What to do ::
A – Can you output the passage on numerical precision, starting at "Numerical precision depends" and ending at "readeable? definitively not."?
B – Using the passage on numerical precision, can you answer these, one per line?
(i) How many bits does the decimal type use?
(ii) What is the name of the project where the writer ran into this issue?
(iii) What does the writer call the only reliable source of information for the level of precision required?

Numerical precision depends on the underlying number type. In .Net, there are 3 choices
double (64bits) and
decimal (128bits). Performance left aside, more precision cannot hurt, right?
My answer is It depends. If the only purpose of your number is to be processed by a machine, then fine, more precision never hurts. But what if a user is supposed to read that number? I did actually encounter this issue while working on a project of mine Re-Dox, reduced design of experiments (an online analytical software). In terms of usability, provide the maximal numerical precision to the user is definitively a very poor idea. Does adding twelve digits to the result of
10/3 = 3.333333333333 makes it more readeable? definitively not.
A very insteresting issue while design analytical software (i.e. software performing some kind of data analysis) is to choose the right number of digits. Smart rounding can be defined as an approach that seeks to provide all significant, but only significant, digits to the user. Although, the notion of “significant” digits is very dependant of the context and carries a lot of uncertainties. Therefore, for the software designer, smart rounding is more likely to be a tradeoff between usability and user requirements.
Providing general rules for smart rounding is hard. But here are the two heuristics that I am using. Both of them rely on user inputs to define the level of precision required. Key insight: since it’s usually not possible to know the accuracy requirements beforehand, the only reliable source of information is the actual user inputs.

Data rows ::
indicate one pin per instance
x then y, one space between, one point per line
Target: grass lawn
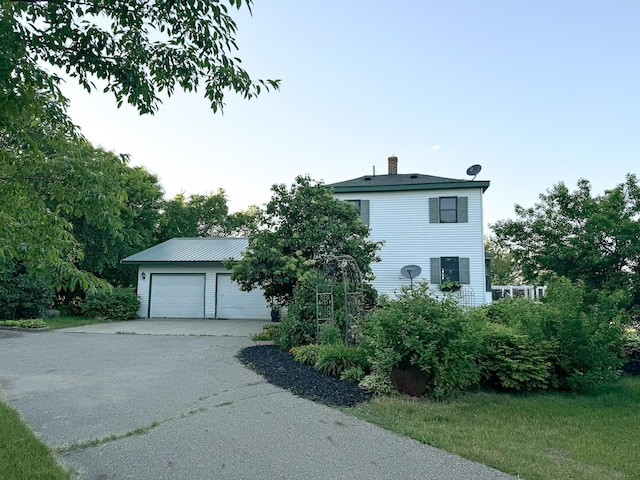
22 454
70 321
537 436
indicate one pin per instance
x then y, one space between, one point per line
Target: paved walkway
180 406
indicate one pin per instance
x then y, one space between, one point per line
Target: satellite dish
410 272
474 170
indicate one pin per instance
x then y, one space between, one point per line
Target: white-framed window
362 207
450 269
449 209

Task solutions ::
A –
Numerical precision depends on the underlying number type. In .Net, there are 3 choices
double (64bits) and
decimal (128bits). Performance left aside, more precision cannot hurt, right?
My answer is It depends. If the only purpose of your number is to be processed by a machine, then fine, more precision never hurts. But what if a user is supposed to read that number? I did actually encounter this issue while working on a project of mine Re-Dox, reduced design of experiments (an online analytical software). In terms of usability, provide the maximal numerical precision to the user is definitively a very poor idea. Does adding twelve digits to the result of
10/3 = 3.333333333333 makes it more readeable? definitively not.

B –
(i) 128 bits
(ii) Re-Dox
(iii) The actual user inputs